=== Direction ===
Revise all the entries below, replacing "even-odd rule" with "nonzero winding rule" wherever it appears and leaving everything else unchanged. Omit the pictures from your answer.

== Records

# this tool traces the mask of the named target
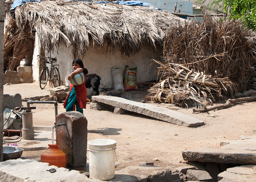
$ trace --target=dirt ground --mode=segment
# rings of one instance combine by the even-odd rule
[[[8,86],[4,86],[4,93],[6,93]],[[36,95],[38,91],[34,92],[33,95]],[[139,102],[146,93],[133,91],[126,91],[125,94],[131,96],[132,100]],[[22,104],[26,105],[25,102]],[[183,150],[219,147],[220,142],[241,140],[241,135],[252,135],[252,130],[255,129],[256,104],[255,101],[237,103],[228,108],[203,113],[193,114],[193,108],[178,109],[177,112],[205,122],[202,126],[192,128],[127,111],[121,115],[114,114],[113,111],[92,110],[90,104],[84,109],[84,114],[88,121],[88,141],[109,139],[116,141],[116,161],[122,164],[119,168],[137,166],[141,162],[153,162],[155,166],[172,169],[185,164],[186,161],[182,156]],[[166,106],[154,104],[159,107]],[[59,113],[65,111],[63,104],[58,104]],[[33,115],[34,126],[54,125],[53,104],[34,104],[33,106],[36,107]],[[211,117],[212,115],[216,117]],[[86,144],[86,141],[81,142],[81,145]],[[24,152],[22,157],[38,158],[43,152]],[[153,160],[156,158],[157,160]]]

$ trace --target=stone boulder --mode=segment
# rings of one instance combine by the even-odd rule
[[[210,174],[205,171],[189,169],[187,171],[188,180],[198,181],[213,181]]]
[[[3,101],[4,110],[5,108],[13,109],[17,107],[21,107],[22,105],[21,95],[19,93],[16,93],[12,95],[4,94]]]
[[[56,143],[67,155],[67,166],[74,168],[86,165],[87,120],[76,111],[64,112],[56,116]]]
[[[33,71],[32,66],[18,66],[17,73],[21,83],[33,83]]]
[[[53,100],[56,101],[58,102],[60,102],[62,101],[65,100],[67,97],[67,93],[65,91],[59,91],[56,92],[53,94],[52,95],[54,96]]]

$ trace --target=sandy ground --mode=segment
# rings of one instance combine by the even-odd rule
[[[33,86],[29,89],[30,96],[46,91],[41,90],[36,84],[31,84]],[[19,92],[23,98],[29,96],[25,96],[28,92],[24,92],[25,88],[22,84],[4,86],[4,93]],[[146,94],[142,91],[135,93],[127,92],[126,94],[138,101]],[[116,161],[122,164],[119,168],[137,166],[140,162],[153,162],[155,166],[172,169],[184,165],[182,150],[201,147],[218,148],[220,142],[241,140],[241,135],[252,135],[252,130],[255,129],[256,104],[256,102],[239,103],[228,108],[203,113],[193,114],[192,108],[178,109],[177,112],[205,122],[203,126],[194,128],[179,126],[129,112],[120,115],[114,114],[113,111],[92,110],[89,104],[84,109],[84,113],[88,121],[88,141],[109,139],[116,141]],[[23,102],[23,104],[25,106],[26,103]],[[65,111],[63,104],[59,103],[59,113]],[[36,107],[33,115],[34,126],[54,125],[53,104],[34,104],[33,106]],[[216,117],[210,117],[212,115]],[[86,144],[85,141],[81,141],[81,145]],[[36,158],[43,152],[24,152],[22,156]],[[157,160],[153,160],[156,158]]]

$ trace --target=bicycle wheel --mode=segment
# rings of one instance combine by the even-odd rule
[[[44,89],[47,84],[49,78],[49,69],[48,68],[44,68],[40,74],[39,86],[41,89]]]
[[[60,85],[60,77],[59,70],[56,67],[52,67],[51,74],[51,82],[53,87],[57,87]]]

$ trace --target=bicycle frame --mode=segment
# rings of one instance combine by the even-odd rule
[[[44,67],[40,74],[39,79],[40,85],[41,89],[44,88],[48,81],[51,83],[53,87],[59,86],[60,77],[58,69],[59,65],[54,64],[56,59],[49,56],[45,57],[39,55],[37,57],[45,58]],[[47,64],[51,64],[51,65],[48,66]],[[42,86],[42,84],[43,84]]]

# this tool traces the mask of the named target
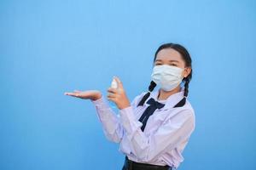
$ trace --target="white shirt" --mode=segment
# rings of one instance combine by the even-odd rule
[[[146,92],[137,96],[131,106],[119,110],[116,115],[102,96],[92,101],[97,116],[102,123],[106,137],[119,143],[119,151],[137,162],[169,165],[177,167],[184,158],[182,152],[195,130],[195,112],[188,99],[183,107],[173,108],[183,98],[183,88],[166,100],[158,100],[159,90],[152,92],[144,105],[137,106]],[[138,120],[149,105],[147,101],[154,98],[164,103],[149,116],[144,132]]]

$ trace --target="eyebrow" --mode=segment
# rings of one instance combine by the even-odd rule
[[[155,62],[157,62],[157,61],[162,61],[162,60],[155,60]],[[176,62],[176,63],[178,63],[178,61],[177,60],[169,60],[169,62],[171,63],[171,62]]]

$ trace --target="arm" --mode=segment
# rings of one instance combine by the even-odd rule
[[[123,128],[119,118],[109,107],[103,96],[96,100],[91,100],[95,105],[97,116],[103,127],[103,133],[112,142],[119,143],[123,137]]]
[[[146,136],[141,130],[142,123],[136,120],[133,112],[135,103],[120,110],[120,122],[127,133],[133,154],[141,161],[150,162],[166,149],[174,149],[189,137],[195,128],[191,110],[183,110],[166,122],[154,133]]]

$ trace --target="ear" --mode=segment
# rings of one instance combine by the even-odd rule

====

=== Result of the task ===
# this tool traces the mask of the named target
$ trace --target=dirt ground --mode=segment
# rings of one instance combine by the nonzero winding rule
[[[8,86],[4,86],[4,93],[6,93]],[[36,95],[38,91],[34,92],[33,95]],[[139,102],[146,93],[133,91],[126,91],[125,94],[131,96],[132,100]],[[22,104],[26,105],[25,102]],[[183,150],[219,147],[220,142],[241,140],[241,135],[252,135],[252,130],[255,129],[256,104],[255,101],[237,103],[228,108],[203,113],[193,114],[193,108],[178,109],[177,112],[205,122],[202,126],[192,128],[127,111],[121,115],[114,114],[113,111],[92,110],[90,104],[84,109],[84,114],[88,121],[88,141],[109,139],[116,141],[116,161],[122,164],[119,168],[137,166],[141,162],[153,162],[155,166],[172,169],[185,164],[186,161],[182,156]],[[166,106],[154,104],[159,107]],[[59,113],[65,111],[63,104],[58,104]],[[33,115],[34,126],[54,125],[53,104],[34,104],[33,106],[36,107]],[[211,117],[212,115],[216,117]],[[86,144],[86,141],[81,142],[81,145]],[[24,152],[22,157],[38,158],[43,152]],[[153,160],[156,158],[157,160]]]

$ trace --target=stone boulder --mode=segment
# rings of one instance combine by the nonzero winding rule
[[[210,174],[205,171],[189,169],[187,171],[188,180],[198,181],[213,181]]]
[[[3,101],[4,110],[5,108],[13,109],[17,107],[21,107],[22,105],[21,95],[19,93],[16,93],[12,95],[4,94]]]
[[[56,143],[67,155],[67,166],[74,168],[86,165],[87,120],[76,111],[64,112],[56,116]]]
[[[33,71],[32,66],[18,66],[17,73],[21,83],[33,83]]]
[[[53,100],[56,101],[58,102],[60,102],[62,101],[65,100],[67,97],[67,93],[65,91],[59,91],[56,92],[53,94],[52,95],[54,96]]]

$ trace --target=sandy ground --mode=segment
# rings of one instance combine by the nonzero winding rule
[[[33,86],[29,89],[30,96],[46,91],[41,90],[36,84],[31,84]],[[19,92],[23,98],[29,96],[25,96],[28,92],[24,92],[25,88],[22,84],[4,86],[4,93]],[[146,94],[142,91],[135,93],[127,92],[126,94],[138,101]],[[116,161],[122,164],[119,168],[137,166],[140,162],[153,162],[155,166],[172,169],[184,165],[182,150],[201,147],[218,148],[220,142],[241,140],[241,135],[252,135],[252,130],[255,129],[256,104],[256,102],[239,103],[228,108],[203,113],[193,114],[192,108],[178,109],[177,112],[205,122],[203,126],[194,128],[179,126],[129,112],[120,115],[114,114],[113,111],[92,110],[89,104],[84,109],[84,113],[88,121],[88,141],[109,139],[116,141]],[[23,102],[23,104],[25,106],[26,103]],[[65,111],[63,104],[59,103],[59,113]],[[36,107],[33,115],[34,126],[54,125],[53,104],[34,104],[33,106]],[[216,117],[210,117],[212,115]],[[86,144],[85,141],[81,141],[81,145]],[[36,158],[43,152],[24,152],[22,156]],[[157,160],[153,160],[156,158]]]

$ trace --target=bicycle wheel --mode=segment
# rings of one instance combine by the nonzero winding rule
[[[44,89],[47,84],[49,78],[49,69],[48,68],[44,68],[40,74],[39,86],[41,89]]]
[[[60,85],[60,77],[59,70],[56,67],[52,67],[51,74],[51,82],[53,87],[57,87]]]

$ trace --target=bicycle frame --mode=segment
# rings of one instance combine by the nonzero winding rule
[[[44,67],[40,74],[39,79],[40,85],[41,89],[44,88],[48,81],[51,83],[53,87],[59,86],[60,77],[58,69],[59,65],[54,64],[56,59],[49,56],[45,57],[39,55],[37,57],[45,58]],[[47,64],[51,64],[51,65],[48,66]],[[42,86],[42,84],[43,84]]]

# this tool traces the mask of the named target
$ trace --target="white shirt" --mode=segment
# rings of one instance combine by the nonzero winding rule
[[[146,92],[137,96],[131,106],[119,110],[116,115],[102,96],[92,101],[97,116],[102,123],[106,137],[119,143],[119,151],[137,162],[169,165],[177,167],[184,158],[182,152],[195,130],[195,112],[188,99],[183,107],[173,108],[183,98],[183,88],[166,100],[158,100],[159,90],[152,92],[144,105],[137,106]],[[138,120],[149,105],[147,101],[154,98],[164,103],[149,116],[144,132]]]

$ trace --target="eyebrow" --mode=segment
# rings of one instance combine by the nonzero winding rule
[[[155,62],[157,62],[157,61],[162,61],[162,60],[155,60]],[[176,62],[176,63],[178,63],[178,61],[177,60],[169,60],[169,62],[171,63],[171,62]]]

$ trace --target="arm" --mode=segment
# rings of one instance combine by the nonzero winding rule
[[[123,128],[119,118],[109,107],[103,96],[96,100],[91,100],[95,105],[97,116],[103,127],[103,133],[112,142],[119,143],[123,137]]]
[[[146,136],[141,130],[142,123],[136,120],[133,112],[135,103],[120,110],[120,122],[127,133],[133,154],[141,161],[150,162],[166,149],[174,149],[189,137],[195,128],[191,110],[183,110],[166,122],[154,133]]]

$ trace --target="ear" --mode=segment
# rings of one instance combine by the nonzero winding rule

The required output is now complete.